▶ _Exercise description_
Reproduce the part of the article on Google's TPU 8 chips that opens with the words containing "Google unveiled TPU" and closes with "The Register’s analysis.", substituting "Ironwood chips" for "Ironwood TPUs".

▶ _Text block_

________________________________________

Google Splits TPU 8 Into Dedicated Training and Inference Chips, Targeting Agent-Scale Workloads

This is a developing story. NCT previously reported on April 20 that Google Chief Scientist Jeff Dean confirmed inference-specialized TPU development. Today’s announcement formalizes the product launch with full specifications.

Google unveiled TPU 8t and TPU 8i at Cloud Next 2026 in Las Vegas on April 22, formally splitting its custom tensor processing unit line into dedicated training and inference architectures for the first time. The dual-chip design delivers up to 2.8x faster training and 80% higher performance per dollar for LLM inference compared to last year’s Ironwood TPUs, according to The Register’s analysis.

TPU 8t: Training at Scale

TPU 8t targets frontier model development, with Google’s Chief Technologist for AI Infrastructure Amin Vahadat stating it is “built to reduce the frontier model development cycle from months to weeks,” according to NewsBytes.

Each TPU 8t chip features 216 GB of high-bandwidth memory at 6.5 TB/s bandwidth, 128 MB of on-chip SRAM, up to 12.6 petaFLOPS of FP4 compute, and 19.2 Tbps of chip-to-chip bandwidth, per The Register.

A single TPU 8t superpod scales to 9,600 chips with 2 petabytes of shared high-bandwidth memory and double the interchip bandwidth of the previous generation, delivering 121 ExaFLOPS of compute, according to Google’s technical blog. That represents nearly 3x the compute performance per pod over Ironwood.

________________________________________

▶ _Source material_
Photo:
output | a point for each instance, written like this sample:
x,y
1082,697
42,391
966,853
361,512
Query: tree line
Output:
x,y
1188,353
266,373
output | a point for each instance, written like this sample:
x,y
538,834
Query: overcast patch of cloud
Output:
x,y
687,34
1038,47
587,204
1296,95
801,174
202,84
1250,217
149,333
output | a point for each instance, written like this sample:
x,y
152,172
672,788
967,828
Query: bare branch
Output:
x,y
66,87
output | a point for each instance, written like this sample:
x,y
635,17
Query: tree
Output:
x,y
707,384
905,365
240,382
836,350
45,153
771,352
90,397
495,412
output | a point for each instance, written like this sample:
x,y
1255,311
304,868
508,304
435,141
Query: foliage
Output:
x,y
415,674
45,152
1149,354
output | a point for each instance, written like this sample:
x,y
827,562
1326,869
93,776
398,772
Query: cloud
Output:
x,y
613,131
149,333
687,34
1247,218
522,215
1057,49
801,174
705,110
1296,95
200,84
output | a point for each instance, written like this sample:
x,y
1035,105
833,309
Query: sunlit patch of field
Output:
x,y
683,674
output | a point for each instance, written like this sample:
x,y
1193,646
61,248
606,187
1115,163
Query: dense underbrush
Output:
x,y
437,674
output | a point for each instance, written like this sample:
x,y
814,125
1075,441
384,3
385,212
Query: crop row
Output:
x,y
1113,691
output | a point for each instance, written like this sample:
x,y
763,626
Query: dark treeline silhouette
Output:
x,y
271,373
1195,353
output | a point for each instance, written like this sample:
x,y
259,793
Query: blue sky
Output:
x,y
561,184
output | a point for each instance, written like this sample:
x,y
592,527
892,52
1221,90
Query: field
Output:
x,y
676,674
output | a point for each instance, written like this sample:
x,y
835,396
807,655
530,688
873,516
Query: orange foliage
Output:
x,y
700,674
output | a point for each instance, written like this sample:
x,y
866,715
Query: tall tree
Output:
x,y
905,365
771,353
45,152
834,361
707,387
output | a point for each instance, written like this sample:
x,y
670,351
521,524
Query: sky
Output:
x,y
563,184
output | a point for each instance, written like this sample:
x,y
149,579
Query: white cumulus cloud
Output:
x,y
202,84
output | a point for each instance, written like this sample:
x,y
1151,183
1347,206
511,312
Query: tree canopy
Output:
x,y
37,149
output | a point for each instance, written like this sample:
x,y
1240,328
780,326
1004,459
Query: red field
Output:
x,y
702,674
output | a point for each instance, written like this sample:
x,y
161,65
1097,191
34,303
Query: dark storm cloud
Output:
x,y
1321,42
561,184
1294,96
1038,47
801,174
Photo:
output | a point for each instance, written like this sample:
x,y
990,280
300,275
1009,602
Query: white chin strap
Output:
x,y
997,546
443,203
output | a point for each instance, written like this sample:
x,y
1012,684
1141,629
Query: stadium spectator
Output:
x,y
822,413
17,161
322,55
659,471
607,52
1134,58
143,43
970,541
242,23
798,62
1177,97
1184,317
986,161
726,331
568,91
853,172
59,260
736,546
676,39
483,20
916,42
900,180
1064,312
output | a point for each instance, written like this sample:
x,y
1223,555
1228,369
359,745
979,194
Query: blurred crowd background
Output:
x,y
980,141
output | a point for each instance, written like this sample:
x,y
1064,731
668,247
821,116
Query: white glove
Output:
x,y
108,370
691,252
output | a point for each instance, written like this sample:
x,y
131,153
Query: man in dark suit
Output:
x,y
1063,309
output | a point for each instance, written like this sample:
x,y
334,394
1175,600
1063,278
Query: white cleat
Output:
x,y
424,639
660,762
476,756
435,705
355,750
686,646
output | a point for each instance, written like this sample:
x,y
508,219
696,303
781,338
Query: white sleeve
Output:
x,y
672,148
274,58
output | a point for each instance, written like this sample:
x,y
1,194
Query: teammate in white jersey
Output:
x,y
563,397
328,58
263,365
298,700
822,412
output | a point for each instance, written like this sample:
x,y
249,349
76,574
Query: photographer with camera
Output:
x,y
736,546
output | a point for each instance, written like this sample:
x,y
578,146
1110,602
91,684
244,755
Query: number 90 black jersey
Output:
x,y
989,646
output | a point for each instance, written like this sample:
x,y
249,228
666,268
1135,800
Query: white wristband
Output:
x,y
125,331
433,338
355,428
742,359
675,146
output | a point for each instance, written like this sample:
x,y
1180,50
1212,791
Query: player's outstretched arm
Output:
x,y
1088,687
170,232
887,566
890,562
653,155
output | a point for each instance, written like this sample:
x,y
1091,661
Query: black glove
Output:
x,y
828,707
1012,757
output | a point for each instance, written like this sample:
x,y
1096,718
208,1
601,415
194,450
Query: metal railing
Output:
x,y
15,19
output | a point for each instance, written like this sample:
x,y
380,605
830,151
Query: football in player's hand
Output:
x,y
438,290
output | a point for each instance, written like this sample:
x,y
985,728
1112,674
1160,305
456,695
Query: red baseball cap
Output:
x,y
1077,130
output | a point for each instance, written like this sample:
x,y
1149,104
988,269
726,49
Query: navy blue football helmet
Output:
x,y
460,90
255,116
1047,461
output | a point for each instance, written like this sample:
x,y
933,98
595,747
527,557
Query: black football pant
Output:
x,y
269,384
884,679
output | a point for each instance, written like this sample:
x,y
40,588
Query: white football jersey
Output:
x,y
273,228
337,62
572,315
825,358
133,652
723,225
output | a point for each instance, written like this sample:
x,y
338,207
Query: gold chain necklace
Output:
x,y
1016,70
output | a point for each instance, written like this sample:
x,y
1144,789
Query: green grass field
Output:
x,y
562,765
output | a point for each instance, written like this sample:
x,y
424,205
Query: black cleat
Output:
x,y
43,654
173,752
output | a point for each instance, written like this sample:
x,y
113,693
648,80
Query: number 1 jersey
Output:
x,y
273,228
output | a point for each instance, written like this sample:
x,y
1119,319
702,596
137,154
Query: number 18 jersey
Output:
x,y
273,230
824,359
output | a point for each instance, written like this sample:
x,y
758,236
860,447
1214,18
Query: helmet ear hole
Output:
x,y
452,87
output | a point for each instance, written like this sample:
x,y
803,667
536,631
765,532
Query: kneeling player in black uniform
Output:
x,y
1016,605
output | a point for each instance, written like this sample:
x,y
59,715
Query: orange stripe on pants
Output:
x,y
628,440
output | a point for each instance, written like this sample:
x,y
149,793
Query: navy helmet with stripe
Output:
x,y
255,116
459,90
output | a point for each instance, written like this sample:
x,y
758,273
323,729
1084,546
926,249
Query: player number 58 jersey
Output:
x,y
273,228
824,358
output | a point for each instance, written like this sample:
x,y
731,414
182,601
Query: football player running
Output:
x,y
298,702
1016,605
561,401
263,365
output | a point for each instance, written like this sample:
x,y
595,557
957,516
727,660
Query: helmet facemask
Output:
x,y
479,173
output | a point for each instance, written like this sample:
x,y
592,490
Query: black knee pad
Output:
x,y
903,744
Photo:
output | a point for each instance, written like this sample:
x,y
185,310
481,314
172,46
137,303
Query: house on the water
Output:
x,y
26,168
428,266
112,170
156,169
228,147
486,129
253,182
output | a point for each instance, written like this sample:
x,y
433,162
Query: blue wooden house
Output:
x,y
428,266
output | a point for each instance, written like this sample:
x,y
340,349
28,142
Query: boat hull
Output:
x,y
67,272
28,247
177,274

________________________________________

▶ _Your solution_
Google unveiled TPU 8t and TPU 8i at Cloud Next 2026 in Las Vegas on April 22, formally splitting its custom tensor processing unit line into dedicated training and inference architectures for the first time. The dual-chip design delivers up to 2.8x faster training and 80% higher performance per dollar for LLM inference compared to last year’s Ironwood chips, according to The Register’s analysis.